Copy every one of the entries below word for word, omitting the pictures.

/---

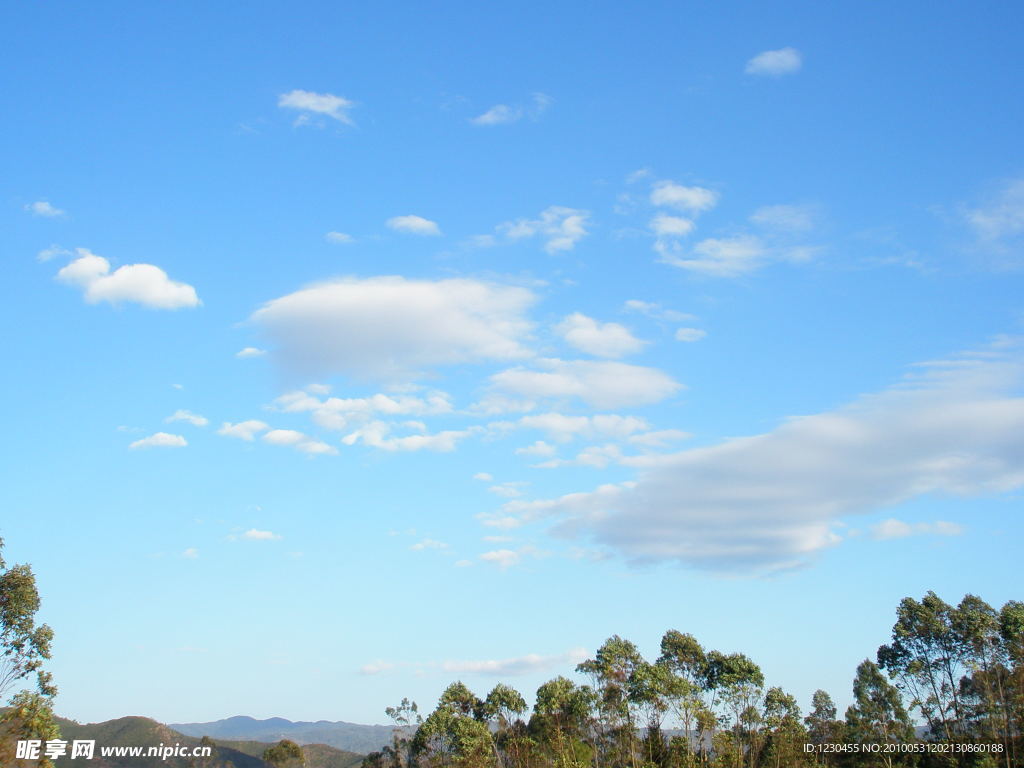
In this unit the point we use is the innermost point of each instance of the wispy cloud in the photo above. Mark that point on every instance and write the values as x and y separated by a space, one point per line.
414 225
775 62
503 114
560 227
308 103
160 439
772 501
254 535
893 528
44 209
194 419
599 339
393 328
340 239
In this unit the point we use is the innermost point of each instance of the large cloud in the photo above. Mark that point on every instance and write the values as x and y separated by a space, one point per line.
599 339
391 328
142 284
770 501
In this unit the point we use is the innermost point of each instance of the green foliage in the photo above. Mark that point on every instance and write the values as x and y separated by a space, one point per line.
963 666
285 753
24 646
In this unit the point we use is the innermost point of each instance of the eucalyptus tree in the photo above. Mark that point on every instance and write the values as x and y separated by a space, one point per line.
612 668
687 663
504 707
739 681
822 728
784 732
1012 636
455 733
24 648
407 720
927 657
285 754
877 715
561 718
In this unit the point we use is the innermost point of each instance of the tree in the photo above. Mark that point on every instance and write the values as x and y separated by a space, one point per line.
687 663
283 754
612 667
822 728
455 733
927 658
560 718
24 648
877 716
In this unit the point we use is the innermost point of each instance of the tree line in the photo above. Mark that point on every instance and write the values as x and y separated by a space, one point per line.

\---

OUTPUT OF THE EXERCISE:
In this unit the point we use is the innermost point of each instance of the wispy cloud in the photo above. Mark that point on every instance and write the values as x and y separated by a space, one point per line.
414 225
775 62
503 114
560 227
308 103
160 439
772 501
254 535
893 528
44 209
194 419
599 339
393 328
340 239
In this unit the point we use is the innermost point of each instance of the large cloud in the photo above. Mark that point on every instance and write the values as x and y separated by a space, one point per line.
599 339
391 328
142 284
770 501
In this unit the point we use is the innermost point of each instance of the green foliage in the photo above. Mark that point on every instance and write the values as x and y separated by a space, one point per line.
963 666
285 753
24 646
In this unit the point we use is the innermost point of each instance of the eucalyptus tree in the photo above. Mark that point on every instance and write the values as x and y separated by a space, one point per line.
612 668
687 663
504 707
739 681
822 728
784 732
1012 636
455 733
24 648
407 720
927 657
285 754
877 715
561 718
In this unit the point we use is the innermost point of each instance of the tree in the photo above. Mark that point on every instance and write the values as x and y separated by a space, one point per line.
687 663
283 754
612 667
822 728
455 733
927 658
560 718
24 648
877 716
In this unit the point we use is the innermost point of each instance of the tree line in the photo above. Mark that point on every instance and write the values as x and y separated by a space, one point per line.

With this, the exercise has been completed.